*EXERCISE GOAL:*
Send back every line of the data exactly.
━━━━━━━━━━━━━━━━━━━━
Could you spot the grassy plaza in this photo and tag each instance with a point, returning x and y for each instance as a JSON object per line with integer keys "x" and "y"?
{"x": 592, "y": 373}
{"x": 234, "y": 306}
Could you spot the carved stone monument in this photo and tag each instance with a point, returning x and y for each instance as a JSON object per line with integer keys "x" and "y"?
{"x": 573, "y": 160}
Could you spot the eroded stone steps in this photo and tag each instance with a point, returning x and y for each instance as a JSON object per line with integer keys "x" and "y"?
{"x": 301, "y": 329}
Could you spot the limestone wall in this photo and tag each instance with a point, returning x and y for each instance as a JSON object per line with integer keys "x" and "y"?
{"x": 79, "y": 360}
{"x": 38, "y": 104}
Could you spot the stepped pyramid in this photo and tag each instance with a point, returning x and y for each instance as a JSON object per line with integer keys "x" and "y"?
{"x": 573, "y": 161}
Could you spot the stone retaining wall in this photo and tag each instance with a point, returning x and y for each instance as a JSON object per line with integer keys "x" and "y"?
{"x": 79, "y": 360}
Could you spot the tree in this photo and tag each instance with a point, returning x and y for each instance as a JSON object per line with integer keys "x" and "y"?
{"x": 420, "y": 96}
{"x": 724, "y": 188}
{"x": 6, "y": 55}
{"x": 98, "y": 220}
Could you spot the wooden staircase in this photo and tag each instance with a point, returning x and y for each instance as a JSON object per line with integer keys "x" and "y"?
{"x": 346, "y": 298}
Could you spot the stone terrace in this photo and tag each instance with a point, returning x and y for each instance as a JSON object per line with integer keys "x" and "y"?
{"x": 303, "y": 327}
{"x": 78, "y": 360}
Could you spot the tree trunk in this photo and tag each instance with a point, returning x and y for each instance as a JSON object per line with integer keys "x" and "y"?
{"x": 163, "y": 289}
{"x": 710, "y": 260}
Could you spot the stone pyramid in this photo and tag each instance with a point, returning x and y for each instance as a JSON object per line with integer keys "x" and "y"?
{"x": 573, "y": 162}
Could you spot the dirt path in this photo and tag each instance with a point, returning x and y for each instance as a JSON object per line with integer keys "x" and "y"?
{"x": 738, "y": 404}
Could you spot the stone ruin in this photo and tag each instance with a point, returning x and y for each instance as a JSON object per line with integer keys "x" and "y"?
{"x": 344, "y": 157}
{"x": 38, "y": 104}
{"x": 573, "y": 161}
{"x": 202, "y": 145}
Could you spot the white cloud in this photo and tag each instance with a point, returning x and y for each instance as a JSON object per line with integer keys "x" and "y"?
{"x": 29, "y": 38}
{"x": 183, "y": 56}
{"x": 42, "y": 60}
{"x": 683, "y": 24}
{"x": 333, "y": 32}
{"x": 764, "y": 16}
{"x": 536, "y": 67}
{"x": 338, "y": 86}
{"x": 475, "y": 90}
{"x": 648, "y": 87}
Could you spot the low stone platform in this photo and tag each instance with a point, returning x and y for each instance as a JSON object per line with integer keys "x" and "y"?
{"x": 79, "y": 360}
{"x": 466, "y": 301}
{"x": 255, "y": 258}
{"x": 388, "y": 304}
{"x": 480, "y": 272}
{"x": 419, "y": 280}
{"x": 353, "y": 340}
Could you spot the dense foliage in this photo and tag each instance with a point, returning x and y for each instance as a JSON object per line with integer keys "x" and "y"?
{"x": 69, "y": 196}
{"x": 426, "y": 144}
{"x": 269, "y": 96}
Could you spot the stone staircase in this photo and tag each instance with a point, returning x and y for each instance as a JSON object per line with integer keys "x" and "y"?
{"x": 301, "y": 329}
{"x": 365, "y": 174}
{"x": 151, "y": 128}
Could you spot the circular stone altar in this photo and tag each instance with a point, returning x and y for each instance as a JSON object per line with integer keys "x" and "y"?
━━━━━━━━━━━━━━━━━━━━
*SOLUTION FOR THIS TASK:*
Could you spot the grassy plaza in this photo and tag each instance with a point, returning x and y for each instance as a JSON object per line with integer keys "x" and "y"?
{"x": 592, "y": 373}
{"x": 234, "y": 306}
Could you spot the carved stone monument in this photo and tag each instance with a point, returning x and y for each instance as a JSON object per line with integer keys "x" and "y"?
{"x": 573, "y": 160}
Could you spot the eroded stone steps in this photo and tag each instance with a point, returning x and y for each instance as a JSON object per line with integer keys "x" and "y"?
{"x": 301, "y": 329}
Could you spot the limestone wall in this photo and tag each instance with a point, returning x and y for each instance as a JSON object per line with integer keys "x" and "y"?
{"x": 79, "y": 360}
{"x": 38, "y": 104}
Could you spot the stepped pyramid in this photo and tag each instance with a point, returning x and y for each instance as a JSON object per line with integer keys "x" and "y"?
{"x": 573, "y": 161}
Could you spot the stone retaining wall in this photo and tag each instance with a point, returning x and y for each instance as a JSON object per line with integer keys "x" and "y"?
{"x": 79, "y": 360}
Could you spot the tree in this photo and tag each instance with a point, returning x and y for each instance as a JSON object per line with integer keys "x" and "y"?
{"x": 420, "y": 96}
{"x": 724, "y": 188}
{"x": 6, "y": 55}
{"x": 98, "y": 220}
Could you spot the wooden staircase in this photo and tag each instance with a point, returning x and y for each instance as a JSON object per line with integer keys "x" and "y"?
{"x": 346, "y": 298}
Could you spot the stone terrace in this photo and tag each instance with a point, returning x and y for each instance as a JSON object per line with integer keys "x" and "y"?
{"x": 303, "y": 327}
{"x": 78, "y": 360}
Could you spot the tree trunk in this photo and tag each instance with a point, returning x and y for each instance as a JSON object per line with integer keys "x" and "y"?
{"x": 163, "y": 289}
{"x": 710, "y": 260}
Could you spot the stone pyramid in this photo and tag each instance with a point, returning x and y for each instance as a JSON object per line with integer keys "x" and "y"?
{"x": 573, "y": 162}
Could you spot the dirt path in this photo and tag each instance with a point, returning x and y for each instance as a JSON object per line with integer keys "x" and "y"?
{"x": 738, "y": 404}
Could you spot the stone ruin in this photo and tag each instance with a point, returning x and y for each instance as a JSON object per line with integer keys "x" and "y"?
{"x": 344, "y": 157}
{"x": 38, "y": 104}
{"x": 573, "y": 161}
{"x": 202, "y": 145}
Could you spot the white cloud in this photo and tag each instance with a point, returning x and y for each instance as a JSON object per line with integer keys "x" and "y"?
{"x": 29, "y": 38}
{"x": 183, "y": 56}
{"x": 42, "y": 60}
{"x": 683, "y": 24}
{"x": 333, "y": 32}
{"x": 764, "y": 16}
{"x": 536, "y": 67}
{"x": 338, "y": 86}
{"x": 475, "y": 90}
{"x": 648, "y": 87}
Could you spot the low stone platform in this photo and tag each instance with a point, returning x and y for each instance as a JSON object per line with integer keys "x" and "y"?
{"x": 79, "y": 360}
{"x": 466, "y": 301}
{"x": 255, "y": 258}
{"x": 388, "y": 304}
{"x": 480, "y": 272}
{"x": 419, "y": 280}
{"x": 353, "y": 340}
Could you spot the dense foliage in this photo and tag each instance with a point, returning x and y for each instance as a JSON object per line with integer keys "x" and "y"?
{"x": 69, "y": 196}
{"x": 426, "y": 144}
{"x": 269, "y": 96}
Could you spot the stone staircase in this photo and tag each instance with a point, returning x and y for each instance as a JSON object per line with integer keys "x" and "y"?
{"x": 301, "y": 329}
{"x": 365, "y": 174}
{"x": 151, "y": 128}
Could you spot the circular stone altar in this photo and tag each instance with a point, returning x and y for each instance as a JSON object per line with integer keys "x" and "y"?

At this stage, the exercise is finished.